__Text passage__
--- Start ---

# Walnut Sanding and Finishing



## the_g_ster (30 Oct 2006)

I have two questions that as a newbie I am a bit stumped on so far. 

I have been using some walnut and got to point of finishing it. Having planed it all down I have taken a ROS to it in progressive grits down to 400. It's great except for there are very very small scratches even on 400 grit from the ROS. I am using a metabo 450 duo and applying light pressure, the pads are far from clogged as the dust extraction is excellent on the sander. 

What is the best method of finishing this kind of wood to prepare for whatever coating without this little orbital marks.

Secondly I need to apply a water resistant coating to it. I have tried chestnut acrylic so far and looks okay, but I'd like a really good finish and without spraying I wondered what the best way to do this was. So far I have a pretty good finish, but like to get it as good as possible.


----------



## woodbloke (30 Oct 2006)

I have the same sander with an Axminster extractor that I can fit directly to the machine with their stepped adaptor and I don't have any problem sanding to a clear finish. I assume that you are using the Metabo sanding discs with the holes in the correct place? Rob


----------



## garywayne (30 Oct 2006)

Hi the_g_ster.

--- End ---

__Source material__

--- Start ---

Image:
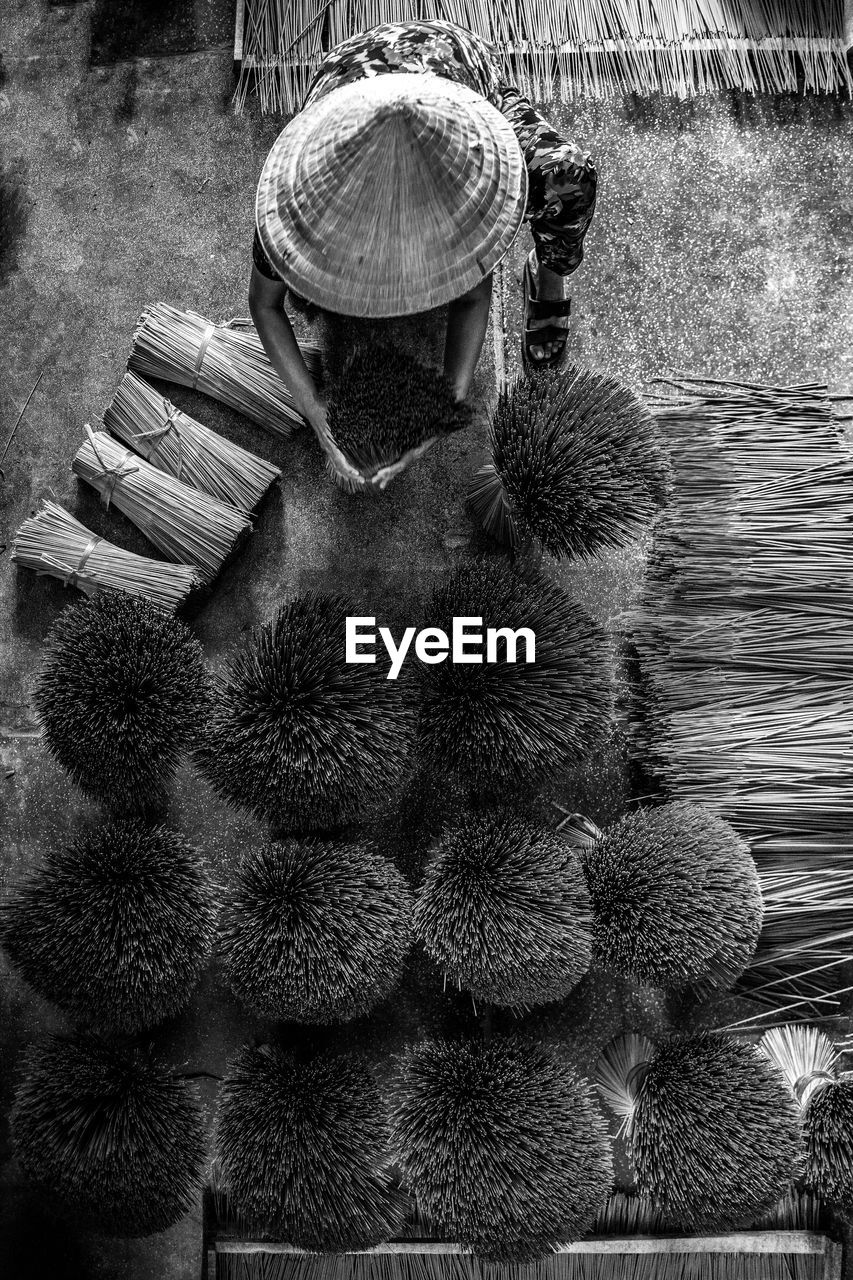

--- End ---

__Parts of the exercise__
1. In the walnut finishing thread, which sander does the_g_ster use?
2. Repeat the walnut finishing thread word for word, everything from "## woodbloke (30" down to "garywayne (30 Oct 2006)".
The data stands apart from the walnut finishing thread.

__Responses in order__
1. A Metabo 450 Duo.

2.
## woodbloke (30 Oct 2006)

I have the same sander with an Axminster extractor that I can fit directly to the machine with their stepped adaptor and I don't have any problem sanding to a clear finish. I assume that you are using the Metabo sanding discs with the holes in the correct place? Rob


----------



## garywayne (30 Oct 2006)